▸ **SET PROBLEM**
Pick out each row below that contains the word "water", and copy those rows.

Outline rows
=-=-=-=-=
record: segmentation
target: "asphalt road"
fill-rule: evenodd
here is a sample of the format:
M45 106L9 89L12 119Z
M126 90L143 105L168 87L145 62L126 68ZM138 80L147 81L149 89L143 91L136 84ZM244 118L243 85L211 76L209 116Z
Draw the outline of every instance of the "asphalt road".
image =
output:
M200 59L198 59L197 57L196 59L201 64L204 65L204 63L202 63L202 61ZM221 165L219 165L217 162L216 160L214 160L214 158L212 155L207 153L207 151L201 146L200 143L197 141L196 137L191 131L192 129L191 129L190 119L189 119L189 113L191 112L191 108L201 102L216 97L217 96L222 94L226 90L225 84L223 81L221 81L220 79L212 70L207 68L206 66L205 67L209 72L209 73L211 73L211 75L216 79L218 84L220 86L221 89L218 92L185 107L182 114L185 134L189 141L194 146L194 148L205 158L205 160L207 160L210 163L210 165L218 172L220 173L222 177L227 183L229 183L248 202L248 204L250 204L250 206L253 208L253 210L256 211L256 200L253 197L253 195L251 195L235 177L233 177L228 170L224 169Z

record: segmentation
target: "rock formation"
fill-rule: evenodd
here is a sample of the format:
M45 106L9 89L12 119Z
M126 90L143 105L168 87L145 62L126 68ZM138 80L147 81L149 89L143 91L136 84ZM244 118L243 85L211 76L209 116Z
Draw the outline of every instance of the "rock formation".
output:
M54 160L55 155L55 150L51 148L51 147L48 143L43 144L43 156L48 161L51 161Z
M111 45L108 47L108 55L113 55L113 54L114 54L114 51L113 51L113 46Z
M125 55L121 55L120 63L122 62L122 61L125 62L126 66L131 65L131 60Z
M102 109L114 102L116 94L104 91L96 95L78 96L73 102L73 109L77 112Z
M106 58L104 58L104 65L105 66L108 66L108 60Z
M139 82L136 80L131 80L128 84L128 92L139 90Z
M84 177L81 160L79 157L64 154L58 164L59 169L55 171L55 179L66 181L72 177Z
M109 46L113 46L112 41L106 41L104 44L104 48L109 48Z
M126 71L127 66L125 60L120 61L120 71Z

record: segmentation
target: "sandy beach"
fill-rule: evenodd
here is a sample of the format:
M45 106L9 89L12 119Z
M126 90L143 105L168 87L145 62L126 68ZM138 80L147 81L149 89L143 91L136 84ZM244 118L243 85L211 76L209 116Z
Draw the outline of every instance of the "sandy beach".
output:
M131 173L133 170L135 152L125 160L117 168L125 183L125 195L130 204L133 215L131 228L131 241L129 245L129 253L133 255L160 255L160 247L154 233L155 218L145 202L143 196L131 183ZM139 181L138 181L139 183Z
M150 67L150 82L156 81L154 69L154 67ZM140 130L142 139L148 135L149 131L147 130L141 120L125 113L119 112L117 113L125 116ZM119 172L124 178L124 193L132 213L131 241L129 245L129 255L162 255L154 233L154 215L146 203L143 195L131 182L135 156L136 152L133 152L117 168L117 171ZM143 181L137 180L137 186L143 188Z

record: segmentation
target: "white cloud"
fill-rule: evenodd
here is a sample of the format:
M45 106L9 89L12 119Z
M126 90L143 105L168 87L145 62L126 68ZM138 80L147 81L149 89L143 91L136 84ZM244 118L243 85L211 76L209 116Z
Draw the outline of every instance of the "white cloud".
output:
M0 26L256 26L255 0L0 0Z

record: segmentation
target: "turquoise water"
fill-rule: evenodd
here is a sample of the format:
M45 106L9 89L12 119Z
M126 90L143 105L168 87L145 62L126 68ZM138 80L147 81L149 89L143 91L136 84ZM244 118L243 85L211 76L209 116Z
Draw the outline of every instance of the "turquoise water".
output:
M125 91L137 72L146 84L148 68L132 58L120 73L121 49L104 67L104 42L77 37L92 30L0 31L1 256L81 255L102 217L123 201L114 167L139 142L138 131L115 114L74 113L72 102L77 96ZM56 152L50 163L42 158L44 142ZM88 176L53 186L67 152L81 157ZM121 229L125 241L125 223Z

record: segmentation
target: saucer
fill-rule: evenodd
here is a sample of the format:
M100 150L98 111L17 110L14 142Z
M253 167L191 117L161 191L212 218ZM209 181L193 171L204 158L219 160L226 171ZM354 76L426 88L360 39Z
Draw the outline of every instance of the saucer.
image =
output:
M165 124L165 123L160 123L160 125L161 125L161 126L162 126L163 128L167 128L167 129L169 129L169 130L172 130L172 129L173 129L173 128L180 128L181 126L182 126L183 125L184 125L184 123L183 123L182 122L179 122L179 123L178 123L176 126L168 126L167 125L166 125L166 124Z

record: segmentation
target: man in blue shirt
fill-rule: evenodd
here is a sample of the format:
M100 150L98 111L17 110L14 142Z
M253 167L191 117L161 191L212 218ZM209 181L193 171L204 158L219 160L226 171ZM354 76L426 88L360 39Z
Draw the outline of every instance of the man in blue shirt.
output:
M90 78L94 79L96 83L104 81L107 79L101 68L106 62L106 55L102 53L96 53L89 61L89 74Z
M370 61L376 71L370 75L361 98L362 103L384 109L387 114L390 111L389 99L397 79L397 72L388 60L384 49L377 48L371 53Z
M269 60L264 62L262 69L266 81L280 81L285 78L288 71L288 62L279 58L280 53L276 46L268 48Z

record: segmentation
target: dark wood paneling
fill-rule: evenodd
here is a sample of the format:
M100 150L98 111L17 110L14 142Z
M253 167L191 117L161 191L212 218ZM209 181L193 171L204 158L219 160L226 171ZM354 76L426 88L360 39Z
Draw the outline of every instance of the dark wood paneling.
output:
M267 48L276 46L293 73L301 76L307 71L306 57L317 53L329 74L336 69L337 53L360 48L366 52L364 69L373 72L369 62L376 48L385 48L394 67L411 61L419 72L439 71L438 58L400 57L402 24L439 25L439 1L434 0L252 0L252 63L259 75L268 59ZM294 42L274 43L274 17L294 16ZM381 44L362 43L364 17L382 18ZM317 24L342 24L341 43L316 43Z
=-=-=-=-=
▸ **COMPLETE RESPONSE**
target: "turquoise water"
Draw the outline of every instance of the "turquoise water".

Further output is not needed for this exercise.